<<<<

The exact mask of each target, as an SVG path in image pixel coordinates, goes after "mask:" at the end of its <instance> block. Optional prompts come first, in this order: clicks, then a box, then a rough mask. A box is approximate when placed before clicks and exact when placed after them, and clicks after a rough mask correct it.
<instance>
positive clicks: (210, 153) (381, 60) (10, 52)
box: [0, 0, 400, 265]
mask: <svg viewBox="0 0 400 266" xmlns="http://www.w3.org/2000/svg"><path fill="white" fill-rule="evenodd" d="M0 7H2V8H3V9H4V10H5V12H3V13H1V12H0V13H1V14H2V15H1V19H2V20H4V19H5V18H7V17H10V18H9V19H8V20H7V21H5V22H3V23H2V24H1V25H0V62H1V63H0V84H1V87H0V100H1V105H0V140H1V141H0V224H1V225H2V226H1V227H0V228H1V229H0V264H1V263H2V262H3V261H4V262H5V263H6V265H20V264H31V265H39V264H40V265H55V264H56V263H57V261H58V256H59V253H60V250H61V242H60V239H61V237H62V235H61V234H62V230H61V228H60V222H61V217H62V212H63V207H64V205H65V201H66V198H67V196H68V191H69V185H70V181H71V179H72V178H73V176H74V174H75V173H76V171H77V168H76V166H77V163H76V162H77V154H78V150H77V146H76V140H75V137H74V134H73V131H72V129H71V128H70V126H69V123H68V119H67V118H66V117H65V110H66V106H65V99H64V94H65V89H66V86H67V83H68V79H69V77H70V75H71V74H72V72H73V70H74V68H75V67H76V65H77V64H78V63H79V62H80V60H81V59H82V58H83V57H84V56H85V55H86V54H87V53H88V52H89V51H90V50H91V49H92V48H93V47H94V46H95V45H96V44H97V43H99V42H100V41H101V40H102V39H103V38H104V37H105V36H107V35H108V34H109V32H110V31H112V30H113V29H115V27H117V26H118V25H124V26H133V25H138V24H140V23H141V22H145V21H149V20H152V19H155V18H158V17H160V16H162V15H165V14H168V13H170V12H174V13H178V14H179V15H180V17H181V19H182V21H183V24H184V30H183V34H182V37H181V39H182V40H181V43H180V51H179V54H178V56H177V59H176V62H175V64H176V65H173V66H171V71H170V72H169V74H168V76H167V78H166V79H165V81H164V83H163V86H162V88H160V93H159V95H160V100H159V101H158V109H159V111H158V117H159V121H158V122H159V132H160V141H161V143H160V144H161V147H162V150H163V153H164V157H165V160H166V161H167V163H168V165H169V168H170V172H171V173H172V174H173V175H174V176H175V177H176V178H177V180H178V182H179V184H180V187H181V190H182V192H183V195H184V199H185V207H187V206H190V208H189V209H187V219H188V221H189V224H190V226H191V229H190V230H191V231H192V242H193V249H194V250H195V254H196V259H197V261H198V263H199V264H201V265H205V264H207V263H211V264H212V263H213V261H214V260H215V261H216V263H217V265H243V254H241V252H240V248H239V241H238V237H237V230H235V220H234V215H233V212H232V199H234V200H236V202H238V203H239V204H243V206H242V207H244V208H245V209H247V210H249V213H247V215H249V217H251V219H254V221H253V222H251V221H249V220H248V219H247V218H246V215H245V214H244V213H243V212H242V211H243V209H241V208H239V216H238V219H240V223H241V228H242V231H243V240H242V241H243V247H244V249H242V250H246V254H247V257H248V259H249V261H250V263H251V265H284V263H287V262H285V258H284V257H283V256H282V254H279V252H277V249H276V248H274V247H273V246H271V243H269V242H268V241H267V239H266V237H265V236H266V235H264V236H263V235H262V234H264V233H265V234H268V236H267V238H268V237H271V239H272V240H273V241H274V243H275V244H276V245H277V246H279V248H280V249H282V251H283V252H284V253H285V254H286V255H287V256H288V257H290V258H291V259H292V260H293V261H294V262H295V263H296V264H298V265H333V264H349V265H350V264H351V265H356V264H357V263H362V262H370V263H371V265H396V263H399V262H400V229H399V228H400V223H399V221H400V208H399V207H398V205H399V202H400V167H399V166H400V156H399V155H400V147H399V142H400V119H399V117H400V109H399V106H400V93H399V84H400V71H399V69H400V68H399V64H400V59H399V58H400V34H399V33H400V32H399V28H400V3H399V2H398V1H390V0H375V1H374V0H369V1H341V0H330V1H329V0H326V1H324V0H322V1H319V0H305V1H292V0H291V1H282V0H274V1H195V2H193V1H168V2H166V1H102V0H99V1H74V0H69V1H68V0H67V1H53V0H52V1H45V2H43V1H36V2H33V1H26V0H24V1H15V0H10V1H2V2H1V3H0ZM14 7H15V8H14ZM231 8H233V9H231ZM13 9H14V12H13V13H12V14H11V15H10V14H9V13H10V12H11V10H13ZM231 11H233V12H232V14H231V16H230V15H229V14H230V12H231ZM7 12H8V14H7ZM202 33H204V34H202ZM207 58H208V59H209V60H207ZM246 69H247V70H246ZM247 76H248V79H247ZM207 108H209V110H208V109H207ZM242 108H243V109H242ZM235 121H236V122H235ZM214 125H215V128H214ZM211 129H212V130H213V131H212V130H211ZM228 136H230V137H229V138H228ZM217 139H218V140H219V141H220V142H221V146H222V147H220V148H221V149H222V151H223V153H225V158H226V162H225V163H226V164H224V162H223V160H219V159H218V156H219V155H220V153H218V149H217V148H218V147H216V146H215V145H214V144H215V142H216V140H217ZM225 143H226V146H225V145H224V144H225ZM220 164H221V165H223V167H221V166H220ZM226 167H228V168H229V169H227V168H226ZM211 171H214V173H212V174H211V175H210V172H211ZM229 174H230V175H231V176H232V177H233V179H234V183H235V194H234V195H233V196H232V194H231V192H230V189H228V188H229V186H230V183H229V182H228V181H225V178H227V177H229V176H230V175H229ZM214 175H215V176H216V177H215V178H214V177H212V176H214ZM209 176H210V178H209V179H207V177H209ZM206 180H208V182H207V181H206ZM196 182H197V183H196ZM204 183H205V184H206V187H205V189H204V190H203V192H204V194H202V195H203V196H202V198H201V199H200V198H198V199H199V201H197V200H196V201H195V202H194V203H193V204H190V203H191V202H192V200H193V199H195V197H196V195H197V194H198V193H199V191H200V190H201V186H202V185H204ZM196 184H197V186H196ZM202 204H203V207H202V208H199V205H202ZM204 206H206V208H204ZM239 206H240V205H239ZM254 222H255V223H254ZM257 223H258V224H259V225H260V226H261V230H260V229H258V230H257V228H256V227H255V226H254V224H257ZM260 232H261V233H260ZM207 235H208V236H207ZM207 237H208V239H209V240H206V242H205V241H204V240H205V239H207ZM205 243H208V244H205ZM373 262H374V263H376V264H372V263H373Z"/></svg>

>>>>

*PROBLEM DETAILS*: Examine the records and pull out every line where the string "instance" occurs.

*EXERCISE ANSWER*:
The exact mask of each target, as an SVG path in image pixel coordinates, goes after "mask:" at the end of its <instance> block. Optional prompts come first, in this order: clicks, then a box, then a rough mask. A box is approximate when placed before clicks and exact when placed after them, and clicks after a rough mask correct it.
<instance>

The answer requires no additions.